● Task details: Whenever a line in the data below includes the string "claw", copy it out.

Referring expression data:
§

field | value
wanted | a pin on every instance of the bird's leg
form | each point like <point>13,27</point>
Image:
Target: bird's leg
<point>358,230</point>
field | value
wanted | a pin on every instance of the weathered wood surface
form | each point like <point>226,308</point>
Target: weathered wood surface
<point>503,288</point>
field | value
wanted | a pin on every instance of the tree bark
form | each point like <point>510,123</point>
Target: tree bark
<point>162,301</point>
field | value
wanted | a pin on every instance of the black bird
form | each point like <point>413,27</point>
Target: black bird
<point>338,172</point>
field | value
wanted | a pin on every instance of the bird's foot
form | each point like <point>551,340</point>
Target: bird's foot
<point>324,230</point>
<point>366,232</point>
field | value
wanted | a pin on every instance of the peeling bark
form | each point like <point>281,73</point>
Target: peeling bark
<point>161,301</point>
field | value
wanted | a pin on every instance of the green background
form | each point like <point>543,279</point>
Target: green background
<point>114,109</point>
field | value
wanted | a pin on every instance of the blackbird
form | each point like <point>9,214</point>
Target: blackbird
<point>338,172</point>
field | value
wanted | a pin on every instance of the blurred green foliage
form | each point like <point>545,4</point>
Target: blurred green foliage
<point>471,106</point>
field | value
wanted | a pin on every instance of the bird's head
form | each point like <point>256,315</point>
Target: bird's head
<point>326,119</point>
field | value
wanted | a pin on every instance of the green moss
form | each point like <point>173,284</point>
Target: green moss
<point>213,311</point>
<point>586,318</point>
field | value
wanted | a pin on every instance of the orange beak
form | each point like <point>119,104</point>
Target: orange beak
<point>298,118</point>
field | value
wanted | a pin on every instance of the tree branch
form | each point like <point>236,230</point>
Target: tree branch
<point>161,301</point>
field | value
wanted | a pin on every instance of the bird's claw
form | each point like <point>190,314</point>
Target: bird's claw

§

● Your response:
wanted | a pin on every instance of the bird's claw
Target: bird's claw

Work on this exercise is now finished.